[Directions]: Rewrite the listing below, swapping "reflective stripe" for "safety stripe" and keeping everything else the same. Leave the pictures out.

[Dataset extract]:
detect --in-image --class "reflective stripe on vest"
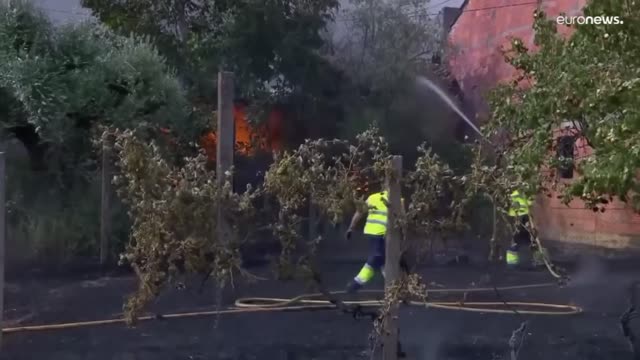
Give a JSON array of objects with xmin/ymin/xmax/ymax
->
[
  {"xmin": 509, "ymin": 190, "xmax": 532, "ymax": 216},
  {"xmin": 507, "ymin": 250, "xmax": 520, "ymax": 265},
  {"xmin": 364, "ymin": 191, "xmax": 388, "ymax": 235}
]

[The reply]:
detect --in-image --class "safety stripe on vest"
Give a JSON array of objects with xmin/ymin/xmax/ymax
->
[
  {"xmin": 509, "ymin": 190, "xmax": 532, "ymax": 216},
  {"xmin": 507, "ymin": 250, "xmax": 520, "ymax": 265},
  {"xmin": 364, "ymin": 191, "xmax": 388, "ymax": 235}
]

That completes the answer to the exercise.